===== Source text =====
The threshold for the obviousness standard can be particularly frustrating in genus-species situations. For example, if an inventor finds two species of a particular genus, e.g. two particular chemical compositions out of 10,000 in the broader genus, should the inventor be entitled to a patent on the entire genus? Further, what if someone has discovered the genus already, but not isolated any of the species, are the species obvious in light of the genus? Under US law, the species may still be patentable if they produce results that are unexpectedly different than that of other previously known members of the genus.
For example, suppose a software inventor unveils the quicksort sorting algorithm to the world but only discloses it using integers (this is the species). The next day, can someone else file a patent on an "improved" quicksort suitable for use on any set where a partial ordering can be defined (this is the genus)? Under US law, this is not a question of obviousness since a claim to the genus lacks novelty as the species is known.
As TRIPS agreement declares, the term of an issued patent is twenty years from earliest claimed filing date. In the United States, for applications filed prior to June 8, 1995, the patent term is seventeen years from the issue date. For applications filed on or after June 8, 1995, the term is twenty years from the earliest claimed filing date. The rules for patents in force and pending at the transition date (June 8, 1995) are significantly more complicated but grant the patentee whichever term is longer.
=====
● Aim of the exercise
According to the patent text, what is the US patent term for applications filed before June 8, 1995?
===== Supplied information =====
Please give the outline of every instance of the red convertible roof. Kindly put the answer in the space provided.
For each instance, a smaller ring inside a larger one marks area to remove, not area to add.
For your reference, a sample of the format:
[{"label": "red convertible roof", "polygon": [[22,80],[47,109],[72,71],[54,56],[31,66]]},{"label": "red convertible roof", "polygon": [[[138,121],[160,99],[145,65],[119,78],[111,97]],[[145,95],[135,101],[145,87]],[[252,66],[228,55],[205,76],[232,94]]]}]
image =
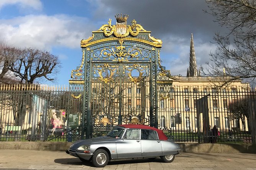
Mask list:
[{"label": "red convertible roof", "polygon": [[136,129],[150,129],[151,130],[155,130],[157,132],[158,134],[158,136],[159,136],[159,139],[160,140],[167,140],[168,138],[166,137],[162,130],[160,129],[157,129],[154,127],[151,126],[146,126],[143,125],[135,125],[134,124],[127,124],[125,125],[120,125],[117,126],[121,126],[126,128],[133,128]]}]

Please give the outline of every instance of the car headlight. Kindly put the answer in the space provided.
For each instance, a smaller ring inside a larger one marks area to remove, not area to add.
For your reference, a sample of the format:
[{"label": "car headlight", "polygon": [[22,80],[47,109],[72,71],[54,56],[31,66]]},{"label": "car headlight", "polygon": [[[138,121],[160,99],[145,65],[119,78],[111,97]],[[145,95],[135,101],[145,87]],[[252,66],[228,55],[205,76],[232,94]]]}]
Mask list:
[{"label": "car headlight", "polygon": [[77,150],[81,151],[88,150],[90,149],[90,146],[88,145],[82,145],[77,148]]}]

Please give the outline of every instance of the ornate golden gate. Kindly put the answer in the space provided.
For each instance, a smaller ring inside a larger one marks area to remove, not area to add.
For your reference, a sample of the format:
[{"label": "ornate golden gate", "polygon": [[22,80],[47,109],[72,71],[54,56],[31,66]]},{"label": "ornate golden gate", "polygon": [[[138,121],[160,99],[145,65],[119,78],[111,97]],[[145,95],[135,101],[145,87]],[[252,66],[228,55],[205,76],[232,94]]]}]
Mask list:
[{"label": "ornate golden gate", "polygon": [[[71,74],[71,90],[84,93],[82,139],[102,135],[113,125],[158,127],[156,79],[162,42],[128,16],[110,19],[82,40],[82,64]],[[80,94],[79,94],[80,93]]]}]

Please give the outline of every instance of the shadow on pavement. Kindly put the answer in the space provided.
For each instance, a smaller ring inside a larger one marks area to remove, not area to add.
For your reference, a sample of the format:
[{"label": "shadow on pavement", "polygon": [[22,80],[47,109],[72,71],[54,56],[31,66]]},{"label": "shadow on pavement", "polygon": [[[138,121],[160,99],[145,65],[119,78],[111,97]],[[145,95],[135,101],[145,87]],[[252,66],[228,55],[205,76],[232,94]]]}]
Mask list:
[{"label": "shadow on pavement", "polygon": [[[92,163],[91,161],[88,161],[88,162],[82,162],[78,158],[62,158],[56,159],[54,160],[54,162],[55,163],[62,165],[85,165],[90,167],[92,166]],[[148,159],[145,159],[134,160],[113,160],[110,162],[108,164],[108,165],[138,164],[139,163],[152,162],[163,162],[162,161],[160,158],[157,158],[154,160],[151,160]]]}]

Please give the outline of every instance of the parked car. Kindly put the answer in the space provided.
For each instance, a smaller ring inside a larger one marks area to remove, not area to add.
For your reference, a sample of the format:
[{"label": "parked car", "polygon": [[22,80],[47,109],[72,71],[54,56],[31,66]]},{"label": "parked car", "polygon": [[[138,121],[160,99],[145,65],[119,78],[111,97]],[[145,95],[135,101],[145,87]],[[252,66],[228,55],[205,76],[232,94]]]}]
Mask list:
[{"label": "parked car", "polygon": [[143,125],[115,126],[107,136],[75,141],[66,152],[83,162],[92,160],[104,167],[110,160],[160,157],[171,162],[179,154],[179,145],[168,139],[162,131]]}]

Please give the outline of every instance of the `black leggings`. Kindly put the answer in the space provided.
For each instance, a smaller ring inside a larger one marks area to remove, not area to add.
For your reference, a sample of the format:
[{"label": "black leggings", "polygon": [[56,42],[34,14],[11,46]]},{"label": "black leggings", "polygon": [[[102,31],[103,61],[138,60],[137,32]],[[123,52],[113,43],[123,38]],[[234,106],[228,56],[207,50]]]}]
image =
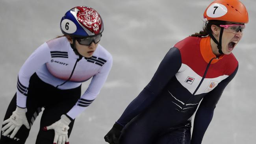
=====
● Written answer
Seventeen years from the issue date.